Invoer voor het labelen van objectposities

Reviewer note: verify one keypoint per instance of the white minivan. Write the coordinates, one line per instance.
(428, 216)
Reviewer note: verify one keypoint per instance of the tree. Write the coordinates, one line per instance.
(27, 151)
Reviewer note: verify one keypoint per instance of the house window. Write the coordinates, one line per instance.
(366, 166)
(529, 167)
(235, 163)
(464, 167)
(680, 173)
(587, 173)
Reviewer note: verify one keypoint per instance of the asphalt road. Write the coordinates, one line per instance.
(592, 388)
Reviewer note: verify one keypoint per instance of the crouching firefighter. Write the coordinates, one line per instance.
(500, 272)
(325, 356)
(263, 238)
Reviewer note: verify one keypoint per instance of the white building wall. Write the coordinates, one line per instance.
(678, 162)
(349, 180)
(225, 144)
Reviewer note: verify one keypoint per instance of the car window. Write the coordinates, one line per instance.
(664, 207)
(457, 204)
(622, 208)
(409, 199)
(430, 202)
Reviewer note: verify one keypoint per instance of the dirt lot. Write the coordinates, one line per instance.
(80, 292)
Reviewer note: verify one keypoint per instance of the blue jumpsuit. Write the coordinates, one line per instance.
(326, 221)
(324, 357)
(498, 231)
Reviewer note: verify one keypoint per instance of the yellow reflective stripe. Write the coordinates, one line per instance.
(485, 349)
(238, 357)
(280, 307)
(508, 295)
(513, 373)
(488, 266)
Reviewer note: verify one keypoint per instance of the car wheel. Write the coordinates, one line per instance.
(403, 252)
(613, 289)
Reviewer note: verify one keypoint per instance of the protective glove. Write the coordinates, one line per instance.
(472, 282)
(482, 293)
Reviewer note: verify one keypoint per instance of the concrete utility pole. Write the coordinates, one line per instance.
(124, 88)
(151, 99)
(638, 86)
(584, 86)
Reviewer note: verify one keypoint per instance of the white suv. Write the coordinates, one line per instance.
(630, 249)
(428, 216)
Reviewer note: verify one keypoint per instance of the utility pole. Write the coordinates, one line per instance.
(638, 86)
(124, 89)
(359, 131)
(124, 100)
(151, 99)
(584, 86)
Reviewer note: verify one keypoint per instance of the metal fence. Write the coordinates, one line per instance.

### GEGEVEN OPDRACHT:
Geef alle regels hierboven alstublieft woordelijk opnieuw weer, zonder ook maar iets te veranderen.

### ANTWOORD BIJ OPDRACHT:
Reviewer note: verify one keypoint per instance of the white minivan. Write the coordinates, one line per instance.
(428, 216)
Reviewer note: verify one keypoint per instance of the tree. Write the coordinates, one line per instance.
(27, 151)
Reviewer note: verify one keypoint per instance of the house window. Write the coordinates, one line per instance.
(366, 166)
(529, 167)
(235, 163)
(464, 167)
(680, 173)
(587, 173)
Reviewer note: verify one keypoint per instance of the asphalt road. Write the coordinates, one line per instance.
(592, 388)
Reviewer note: verify one keypoint per instance of the crouching firefighter. Write the coordinates, one line per instance.
(500, 272)
(325, 356)
(263, 238)
Reviewer note: verify one keypoint per instance of the white building wall. Write the coordinates, one line per instance.
(678, 162)
(349, 180)
(225, 144)
Reviewer note: verify one keypoint per instance of the car window. Write the coordinates, one line per instance.
(664, 207)
(457, 204)
(622, 208)
(409, 199)
(430, 202)
Reviewer note: verify one keypoint per instance of the dirt lot. Write the coordinates, one line per instance.
(80, 292)
Reviewer note: verify one keypoint per instance of the blue jumpsuit. Write the coordinates, one line per instance.
(326, 221)
(324, 357)
(498, 231)
Reviewer note: verify one keypoint per instance of the yellow reflective stripe. Write the coordinates, one line per instance.
(485, 349)
(238, 357)
(280, 307)
(508, 295)
(513, 373)
(488, 266)
Reviewer note: verify one keypoint per instance of the car wheel. Write the coordinates, one line per instance.
(403, 252)
(613, 289)
Reviewer note: verify one keypoint per instance of the protective glove. Write the coordinates, one line per instance.
(472, 282)
(482, 293)
Reviewer note: verify one keypoint per instance of the concrete utility pole. Write the coordinates, one line per instance.
(124, 88)
(151, 99)
(638, 86)
(584, 86)
Reviewer note: verify one keypoint per instance of the white suv. Write the coordinates, one line per instance.
(630, 249)
(428, 216)
Reviewer note: verify one keypoint per instance of the utility pole. Write the coordinates, one line per instance.
(638, 86)
(124, 89)
(359, 131)
(124, 100)
(151, 99)
(584, 86)
Reviewer note: verify one keypoint per instance of the metal fence. Write the coordinates, one line per instance.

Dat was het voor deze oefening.